Você está lendo o jornal enquanto toma café da manhã. Na mesa, xícaras, pratos, talheres. Ou então está na mesa do escritório e lá repousam papeis, lápis, canetas, computador. Tente atiçar a sua criatividade: será que esses objetos podem ter outros usos, que não aqueles habituais? Já pensou que essa xícara pode ser um senhor muito velhinho; o prato um navio; o talher uma árvore falante? No Festival Internacional de Teatro de Objetos (Fito), tudo é possível. Depois de passar por lugares como Belo Horizonte e Manaus, o evento deve aportar no Recife, entre março e abril.
A ideia de criar o festival foi da publicitária Lina Rosa Vieira, diretora e curadora de iniciativas como o Cine Sesi Cultural e o Festival Sesi Bonecos do Brasil e do Mundo. “O espetáculo que me despertou para o teatro de objetos foi o de um grupo que fazia O avarento, de Molière, utilizando torneiras. Aquilo era criativo, inusitado. Depois fui vendo outros e percebendo que essa era uma linguagem específica”.
O Sesi apoiou a ideia, ainda que essa arte ofereça múltiplas possibilidades, inclusive a de criticar a produção de objetos em larga escala. “Mas o Sesi sabe que indústria cultural também é indústria. E a cultura faz parte da responsabilidade social deles”, explica. Lina lembra, por exemplo, de uma ocasião em que o espetáculo Histórias de meia-sola, apresentado com sapatos, do grupo Fernán Cardama, da Argentina, foi exibido numa fábrica de calçados. A montagem traz Aquiles Petruchelli, dono da loja A felicidade dos seus pés. E esse sapateiro mostra que cada sapato tem a sua história. “Lembro dos trabalhadores dizendo que nunca mais iriam olhar para os sapatos da mesma forma”, diz.
Aqui no Recife, o Fito deve ser realizado no Marco Zero, se estendendo provavelmente até um dos Armazéns do porto. Se a proposta e a própria poética do Sesi Bonecos favorecem eventos em praças, ruas, com muitas pessoas, como foi aqui em 2008, o Fito exige uma intimidade maior. É uma experiência de teatro: são quatro salas, com capacidade para 200 pessoas cada, com quatro ou cinco sessões por dia, num total de 20 espetáculos em três dias.
“Para muitas pessoas, é um despertar. Elas não sabem do que se trata e ficam encantadas”, diz a diretora. Talvez até por conta desse ineditismo, uma das ações importantes é a FitoMostra. O grupo XPTO, de São Paulo, faz pequenas performances e depois conversa com os espectadores.

* INFORMAÇÕES EXTRAÍDAS *
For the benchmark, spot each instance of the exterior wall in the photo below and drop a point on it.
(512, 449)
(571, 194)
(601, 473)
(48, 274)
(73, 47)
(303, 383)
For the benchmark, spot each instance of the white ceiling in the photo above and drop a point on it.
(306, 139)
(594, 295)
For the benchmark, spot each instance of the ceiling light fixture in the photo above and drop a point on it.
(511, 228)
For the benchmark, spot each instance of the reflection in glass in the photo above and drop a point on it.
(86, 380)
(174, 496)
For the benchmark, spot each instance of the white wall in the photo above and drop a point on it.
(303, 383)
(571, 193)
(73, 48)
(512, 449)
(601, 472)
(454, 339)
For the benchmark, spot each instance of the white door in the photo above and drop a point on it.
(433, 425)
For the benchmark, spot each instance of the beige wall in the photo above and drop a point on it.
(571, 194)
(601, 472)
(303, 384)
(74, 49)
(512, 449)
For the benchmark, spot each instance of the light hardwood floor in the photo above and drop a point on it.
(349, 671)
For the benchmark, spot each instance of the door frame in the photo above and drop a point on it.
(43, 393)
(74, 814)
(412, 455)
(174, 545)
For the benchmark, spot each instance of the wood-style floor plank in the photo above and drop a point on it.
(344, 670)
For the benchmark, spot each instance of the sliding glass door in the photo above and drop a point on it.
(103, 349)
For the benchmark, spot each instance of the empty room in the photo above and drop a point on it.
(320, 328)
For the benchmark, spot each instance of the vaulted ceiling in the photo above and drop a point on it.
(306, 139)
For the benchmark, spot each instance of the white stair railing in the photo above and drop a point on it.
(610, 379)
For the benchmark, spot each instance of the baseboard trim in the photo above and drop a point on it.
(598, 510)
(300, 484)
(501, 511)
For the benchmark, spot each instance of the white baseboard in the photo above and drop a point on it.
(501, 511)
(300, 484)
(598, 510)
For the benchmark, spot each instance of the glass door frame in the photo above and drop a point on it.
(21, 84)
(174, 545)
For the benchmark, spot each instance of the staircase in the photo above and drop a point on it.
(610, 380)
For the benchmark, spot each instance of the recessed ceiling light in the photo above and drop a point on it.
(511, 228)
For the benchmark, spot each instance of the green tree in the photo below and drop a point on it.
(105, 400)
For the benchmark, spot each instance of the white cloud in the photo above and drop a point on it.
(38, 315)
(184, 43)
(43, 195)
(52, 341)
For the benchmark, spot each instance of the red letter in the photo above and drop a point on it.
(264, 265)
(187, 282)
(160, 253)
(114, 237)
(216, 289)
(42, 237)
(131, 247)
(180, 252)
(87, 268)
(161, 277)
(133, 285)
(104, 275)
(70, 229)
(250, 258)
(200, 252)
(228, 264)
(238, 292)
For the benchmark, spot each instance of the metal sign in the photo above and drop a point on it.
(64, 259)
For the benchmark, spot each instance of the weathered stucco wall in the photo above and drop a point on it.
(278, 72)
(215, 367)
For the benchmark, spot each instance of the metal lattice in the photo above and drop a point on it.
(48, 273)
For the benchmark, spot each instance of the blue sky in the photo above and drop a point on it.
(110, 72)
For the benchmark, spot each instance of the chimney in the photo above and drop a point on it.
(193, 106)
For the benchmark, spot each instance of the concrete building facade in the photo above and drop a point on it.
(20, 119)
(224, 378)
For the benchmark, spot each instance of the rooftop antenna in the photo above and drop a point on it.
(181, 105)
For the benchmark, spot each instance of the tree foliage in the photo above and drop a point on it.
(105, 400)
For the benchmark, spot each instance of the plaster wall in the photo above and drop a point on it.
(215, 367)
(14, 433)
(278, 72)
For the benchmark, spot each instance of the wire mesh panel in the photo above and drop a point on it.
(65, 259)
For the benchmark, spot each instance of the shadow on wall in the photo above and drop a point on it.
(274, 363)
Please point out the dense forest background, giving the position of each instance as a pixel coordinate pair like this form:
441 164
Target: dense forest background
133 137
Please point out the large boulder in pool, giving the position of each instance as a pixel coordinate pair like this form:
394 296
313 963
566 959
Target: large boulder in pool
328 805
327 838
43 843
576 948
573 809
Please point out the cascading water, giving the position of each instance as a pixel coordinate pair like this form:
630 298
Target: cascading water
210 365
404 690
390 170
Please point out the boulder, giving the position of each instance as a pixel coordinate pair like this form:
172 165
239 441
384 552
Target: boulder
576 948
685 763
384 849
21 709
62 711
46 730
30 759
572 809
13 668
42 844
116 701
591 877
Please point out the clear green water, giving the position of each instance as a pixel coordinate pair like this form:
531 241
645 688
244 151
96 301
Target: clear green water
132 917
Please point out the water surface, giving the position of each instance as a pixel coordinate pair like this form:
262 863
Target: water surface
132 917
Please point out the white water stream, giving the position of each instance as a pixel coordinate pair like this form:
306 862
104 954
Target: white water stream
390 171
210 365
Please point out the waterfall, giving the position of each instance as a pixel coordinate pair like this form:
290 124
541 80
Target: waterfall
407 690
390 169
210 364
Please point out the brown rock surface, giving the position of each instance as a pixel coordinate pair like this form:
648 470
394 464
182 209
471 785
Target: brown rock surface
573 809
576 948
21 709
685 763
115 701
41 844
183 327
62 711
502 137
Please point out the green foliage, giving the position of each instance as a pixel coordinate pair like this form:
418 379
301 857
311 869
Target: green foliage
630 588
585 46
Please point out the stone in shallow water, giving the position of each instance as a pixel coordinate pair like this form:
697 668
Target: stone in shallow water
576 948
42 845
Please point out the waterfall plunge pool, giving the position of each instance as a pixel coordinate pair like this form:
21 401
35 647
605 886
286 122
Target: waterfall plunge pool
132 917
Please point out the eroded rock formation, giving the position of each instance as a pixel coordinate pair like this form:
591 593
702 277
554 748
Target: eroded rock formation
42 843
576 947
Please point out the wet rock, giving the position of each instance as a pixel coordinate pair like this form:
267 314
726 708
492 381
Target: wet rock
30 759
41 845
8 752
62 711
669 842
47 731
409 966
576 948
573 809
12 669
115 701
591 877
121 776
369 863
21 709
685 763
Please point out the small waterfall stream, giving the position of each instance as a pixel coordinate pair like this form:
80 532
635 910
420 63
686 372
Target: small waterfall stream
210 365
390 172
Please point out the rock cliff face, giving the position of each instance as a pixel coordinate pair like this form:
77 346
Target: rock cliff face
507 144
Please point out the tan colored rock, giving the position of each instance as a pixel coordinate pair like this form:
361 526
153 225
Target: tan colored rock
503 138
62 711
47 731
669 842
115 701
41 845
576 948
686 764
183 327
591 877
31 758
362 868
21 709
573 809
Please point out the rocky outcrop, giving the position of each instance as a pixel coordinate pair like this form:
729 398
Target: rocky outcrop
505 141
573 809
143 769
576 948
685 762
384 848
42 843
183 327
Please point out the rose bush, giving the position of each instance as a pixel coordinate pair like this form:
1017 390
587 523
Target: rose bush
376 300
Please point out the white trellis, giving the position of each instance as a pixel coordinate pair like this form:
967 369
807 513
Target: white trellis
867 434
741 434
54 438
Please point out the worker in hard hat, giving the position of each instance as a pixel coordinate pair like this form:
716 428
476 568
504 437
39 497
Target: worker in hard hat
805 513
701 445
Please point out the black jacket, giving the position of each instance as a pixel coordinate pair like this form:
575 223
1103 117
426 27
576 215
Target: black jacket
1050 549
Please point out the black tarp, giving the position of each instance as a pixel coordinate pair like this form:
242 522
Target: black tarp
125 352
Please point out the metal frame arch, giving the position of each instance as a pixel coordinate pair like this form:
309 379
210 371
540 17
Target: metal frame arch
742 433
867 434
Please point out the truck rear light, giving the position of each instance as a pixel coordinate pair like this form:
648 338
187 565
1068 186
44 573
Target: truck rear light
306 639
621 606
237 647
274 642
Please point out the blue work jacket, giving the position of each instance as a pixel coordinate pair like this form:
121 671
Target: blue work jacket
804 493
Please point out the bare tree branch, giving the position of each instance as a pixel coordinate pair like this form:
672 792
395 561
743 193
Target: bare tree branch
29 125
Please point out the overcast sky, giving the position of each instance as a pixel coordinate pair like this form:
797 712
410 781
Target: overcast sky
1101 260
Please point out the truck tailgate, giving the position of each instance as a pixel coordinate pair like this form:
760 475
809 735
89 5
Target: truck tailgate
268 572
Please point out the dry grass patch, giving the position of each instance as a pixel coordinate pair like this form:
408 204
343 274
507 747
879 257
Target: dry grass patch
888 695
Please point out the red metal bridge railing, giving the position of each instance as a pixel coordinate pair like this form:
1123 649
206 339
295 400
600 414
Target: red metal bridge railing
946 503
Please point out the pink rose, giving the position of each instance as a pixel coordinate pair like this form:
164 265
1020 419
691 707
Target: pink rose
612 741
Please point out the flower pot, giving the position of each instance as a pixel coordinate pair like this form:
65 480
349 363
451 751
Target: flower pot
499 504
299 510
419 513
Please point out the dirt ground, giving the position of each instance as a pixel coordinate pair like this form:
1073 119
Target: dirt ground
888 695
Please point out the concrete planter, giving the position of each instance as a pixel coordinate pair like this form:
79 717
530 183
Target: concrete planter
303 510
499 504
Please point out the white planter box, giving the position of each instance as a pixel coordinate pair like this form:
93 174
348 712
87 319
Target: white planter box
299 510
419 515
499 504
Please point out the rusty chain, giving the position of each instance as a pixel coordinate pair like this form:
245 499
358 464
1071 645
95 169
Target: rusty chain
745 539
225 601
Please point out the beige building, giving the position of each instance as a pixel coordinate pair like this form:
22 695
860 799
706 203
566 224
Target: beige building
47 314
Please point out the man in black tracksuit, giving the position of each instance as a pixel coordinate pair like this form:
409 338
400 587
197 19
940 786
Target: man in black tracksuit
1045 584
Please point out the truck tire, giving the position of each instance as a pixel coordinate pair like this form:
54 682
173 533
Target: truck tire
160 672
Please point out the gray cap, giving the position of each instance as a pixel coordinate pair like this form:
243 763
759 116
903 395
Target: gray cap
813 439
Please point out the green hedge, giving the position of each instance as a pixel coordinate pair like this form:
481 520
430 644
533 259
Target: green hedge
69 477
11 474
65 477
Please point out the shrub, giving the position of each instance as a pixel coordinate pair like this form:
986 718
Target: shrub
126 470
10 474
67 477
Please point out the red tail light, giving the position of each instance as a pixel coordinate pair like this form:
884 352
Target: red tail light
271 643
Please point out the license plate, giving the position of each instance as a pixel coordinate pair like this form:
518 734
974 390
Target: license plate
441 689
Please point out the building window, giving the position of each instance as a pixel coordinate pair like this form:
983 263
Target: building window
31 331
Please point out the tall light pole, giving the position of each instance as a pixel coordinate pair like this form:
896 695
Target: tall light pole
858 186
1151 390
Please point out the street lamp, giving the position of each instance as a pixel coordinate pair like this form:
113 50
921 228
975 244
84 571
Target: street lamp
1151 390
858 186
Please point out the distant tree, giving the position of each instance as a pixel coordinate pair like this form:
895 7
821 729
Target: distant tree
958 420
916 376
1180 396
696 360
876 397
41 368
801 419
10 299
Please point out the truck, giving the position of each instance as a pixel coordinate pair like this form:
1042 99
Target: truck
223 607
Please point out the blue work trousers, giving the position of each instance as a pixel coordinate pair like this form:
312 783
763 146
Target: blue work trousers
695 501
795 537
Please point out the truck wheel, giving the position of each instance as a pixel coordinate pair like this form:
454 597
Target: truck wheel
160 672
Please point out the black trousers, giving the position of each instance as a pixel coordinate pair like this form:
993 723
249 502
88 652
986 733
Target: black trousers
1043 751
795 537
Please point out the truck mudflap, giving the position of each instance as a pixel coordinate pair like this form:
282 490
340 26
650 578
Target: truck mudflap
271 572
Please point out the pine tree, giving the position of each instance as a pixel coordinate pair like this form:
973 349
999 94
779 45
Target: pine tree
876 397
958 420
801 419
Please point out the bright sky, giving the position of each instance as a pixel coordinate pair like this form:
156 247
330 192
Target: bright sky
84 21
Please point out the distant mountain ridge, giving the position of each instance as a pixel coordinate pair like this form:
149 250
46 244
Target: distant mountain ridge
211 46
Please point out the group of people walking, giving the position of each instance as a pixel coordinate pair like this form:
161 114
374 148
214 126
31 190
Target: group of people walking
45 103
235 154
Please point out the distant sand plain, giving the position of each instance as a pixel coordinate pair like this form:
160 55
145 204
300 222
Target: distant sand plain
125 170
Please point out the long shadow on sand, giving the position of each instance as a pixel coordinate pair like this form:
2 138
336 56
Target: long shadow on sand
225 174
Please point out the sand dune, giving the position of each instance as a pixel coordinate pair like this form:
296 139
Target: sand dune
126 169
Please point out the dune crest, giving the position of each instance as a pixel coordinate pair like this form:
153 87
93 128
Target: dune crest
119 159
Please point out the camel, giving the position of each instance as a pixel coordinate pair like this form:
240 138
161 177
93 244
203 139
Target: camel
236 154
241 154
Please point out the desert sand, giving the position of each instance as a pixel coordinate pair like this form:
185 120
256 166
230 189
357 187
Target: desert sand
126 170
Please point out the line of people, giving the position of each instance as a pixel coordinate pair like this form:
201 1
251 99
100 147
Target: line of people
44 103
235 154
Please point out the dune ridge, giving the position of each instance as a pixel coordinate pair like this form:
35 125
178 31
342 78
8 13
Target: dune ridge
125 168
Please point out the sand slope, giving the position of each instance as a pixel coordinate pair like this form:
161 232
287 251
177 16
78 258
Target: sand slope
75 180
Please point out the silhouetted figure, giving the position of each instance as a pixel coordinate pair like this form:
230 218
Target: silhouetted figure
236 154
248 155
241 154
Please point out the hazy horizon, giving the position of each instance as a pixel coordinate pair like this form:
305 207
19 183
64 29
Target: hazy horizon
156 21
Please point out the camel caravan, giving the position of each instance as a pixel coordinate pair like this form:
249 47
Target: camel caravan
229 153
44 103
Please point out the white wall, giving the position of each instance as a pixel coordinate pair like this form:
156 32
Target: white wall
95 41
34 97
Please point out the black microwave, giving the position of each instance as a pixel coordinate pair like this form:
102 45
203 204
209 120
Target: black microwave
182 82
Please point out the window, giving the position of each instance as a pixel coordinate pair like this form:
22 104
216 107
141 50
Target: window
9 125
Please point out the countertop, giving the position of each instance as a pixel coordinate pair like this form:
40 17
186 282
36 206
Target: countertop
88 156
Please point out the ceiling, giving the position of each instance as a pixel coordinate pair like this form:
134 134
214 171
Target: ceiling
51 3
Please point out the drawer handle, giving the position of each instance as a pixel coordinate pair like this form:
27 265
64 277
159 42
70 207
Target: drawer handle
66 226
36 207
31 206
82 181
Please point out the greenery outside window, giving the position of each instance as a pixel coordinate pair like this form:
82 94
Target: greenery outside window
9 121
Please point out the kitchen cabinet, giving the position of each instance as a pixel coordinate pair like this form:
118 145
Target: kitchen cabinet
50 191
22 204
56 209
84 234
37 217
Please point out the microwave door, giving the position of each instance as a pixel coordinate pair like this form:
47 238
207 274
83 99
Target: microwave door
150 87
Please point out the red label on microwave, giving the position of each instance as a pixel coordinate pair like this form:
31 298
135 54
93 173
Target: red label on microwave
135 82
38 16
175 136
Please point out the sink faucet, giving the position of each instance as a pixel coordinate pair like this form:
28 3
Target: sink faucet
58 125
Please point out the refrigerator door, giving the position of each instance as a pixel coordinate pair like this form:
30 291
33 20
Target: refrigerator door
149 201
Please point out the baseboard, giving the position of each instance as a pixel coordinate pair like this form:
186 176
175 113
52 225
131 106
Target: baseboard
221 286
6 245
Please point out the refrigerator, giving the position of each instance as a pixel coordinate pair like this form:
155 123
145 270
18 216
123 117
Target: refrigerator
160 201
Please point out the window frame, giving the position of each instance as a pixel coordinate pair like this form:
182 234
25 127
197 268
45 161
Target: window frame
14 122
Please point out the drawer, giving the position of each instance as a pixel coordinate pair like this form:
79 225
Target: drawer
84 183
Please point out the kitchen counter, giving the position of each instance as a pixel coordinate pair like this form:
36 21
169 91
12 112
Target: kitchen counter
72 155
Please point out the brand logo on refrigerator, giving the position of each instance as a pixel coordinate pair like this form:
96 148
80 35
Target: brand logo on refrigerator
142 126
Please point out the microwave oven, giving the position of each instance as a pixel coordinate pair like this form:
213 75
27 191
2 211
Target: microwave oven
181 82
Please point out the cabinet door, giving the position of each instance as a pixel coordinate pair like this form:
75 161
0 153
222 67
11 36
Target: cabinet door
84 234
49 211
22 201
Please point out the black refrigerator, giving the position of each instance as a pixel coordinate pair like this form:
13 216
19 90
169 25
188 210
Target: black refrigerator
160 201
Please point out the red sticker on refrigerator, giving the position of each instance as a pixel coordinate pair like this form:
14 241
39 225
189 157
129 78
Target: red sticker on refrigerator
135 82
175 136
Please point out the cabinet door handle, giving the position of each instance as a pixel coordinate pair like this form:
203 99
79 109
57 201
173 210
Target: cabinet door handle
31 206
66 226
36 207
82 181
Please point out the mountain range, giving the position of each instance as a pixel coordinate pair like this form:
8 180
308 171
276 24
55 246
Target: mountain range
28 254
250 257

* TAREFAS E EXERCÍCIOS *
1. Reescreva em forma de lista o parágrafo do texto fornecido que começa com "Aqui no Recife, o Fito deve ser realizado", preservando seus fatos principais.
2. Dê prosseguimento ao texto fornecido sobre o Festival Internacional de Teatro de Objetos a partir de sua última frase.
O material não tem nenhuma relação com o que se pede aqui.

* RESPOSTAS POR TAREFA *
1.
- Local previsto no Recife: Marco Zero, estendendo-se provavelmente até um dos Armazéns do porto.
- Contraste com o Sesi Bonecos: este favorece eventos em praças e ruas, com muitas pessoas, como ocorreu no Recife em 2008, ao passo que o Fito exige maior intimidade.
- Formato: quatro salas com capacidade para 200 pessoas cada, quatro ou cinco sessões por dia e 20 espetáculos em três dias.

2.
Se 90% da curadoria do festival é feita de espetáculos internacionais, duas companhias de destaque no cenário brasileiro são a XPTO e a Cia. Gente Falante, do Rio Grande do Sul. Ao Recife, a Gente Falante deve trazer Louça Cinderella, que conta a história da Gata Borralheira só com objetos de chá; e Corsários inversos, que usa barracas, fechaduras, binóculos e câmeras. ´É uma questão de radicalizar o olhar sobre as coisas`, comenta Lina Rosa.
Criatividade em ebulição
A imagem de uma bailarina numa caixinha de música. Que rodopia tão bonito, ao som de uma música envolvente, encantando quem tem aquele objeto nas mãos, mas está presa a uma engrenagem determinada. Lina Rosa Vieira usou essa metáfora durante a entrevista que concedeu ao Diario para falar de como enxergava o teatro de marionetes, preso principalmente ao tamanho dos bonecos. Mas essa imagem da bailarina também poderia servir para a própria Lina, quando completou dez anos de carreira. Diretora de criação de uma agência, tinha vários prêmios e sempre buscou aliar a propaganda à informação inteligente. Só que ela podia muito mais: e o que era uma agência de publicidade, agregou também a cultura.
A proximidade com a área já existia. Desde sempre, desde que aprendeu a ler. Mas sabia que, com a publicidade e o empreendedorismo, poderia democratizar e socializar a cultura. Foi o Sesi, instituição que era atendida pela equipe criativa de Lina, que apostou num projeto simples, mas carregado de individualidade e importância: levar o cinema até lugares que não possuíam salas de exibição. ´Não é a experiência de ver um filme em casa, com alguém chamando, o pause. Cinema não é isso`.
E, como ela costuma dizer, o Sertão sempre foi musa inspiradora da sétima arte, mas os sertanejos não tinham acesso àquela arte. ´As salas dos anos 1960, 1970, foram fechadas nos interiores. Juntar pessoas só em comício ou procissão`. E Lina trouxe o cinema, que possibilita um olhar crítico aos outros dois – tanto a política quanto a religião.
O preciosismo da publicitária sempre rendeu bons frutos. Não eram sessões de cinema comuns. ´Se você tem cuidado com 30 segundos de comercial, vai ter cuidado ao criar uma coisa maior. Tem desde o tapete vermelho, a área completamente isolada, a pipoca`. Depois da primeira edição, o Sesi apostou ainda mais na ideia e hoje as sessões já rodou o país.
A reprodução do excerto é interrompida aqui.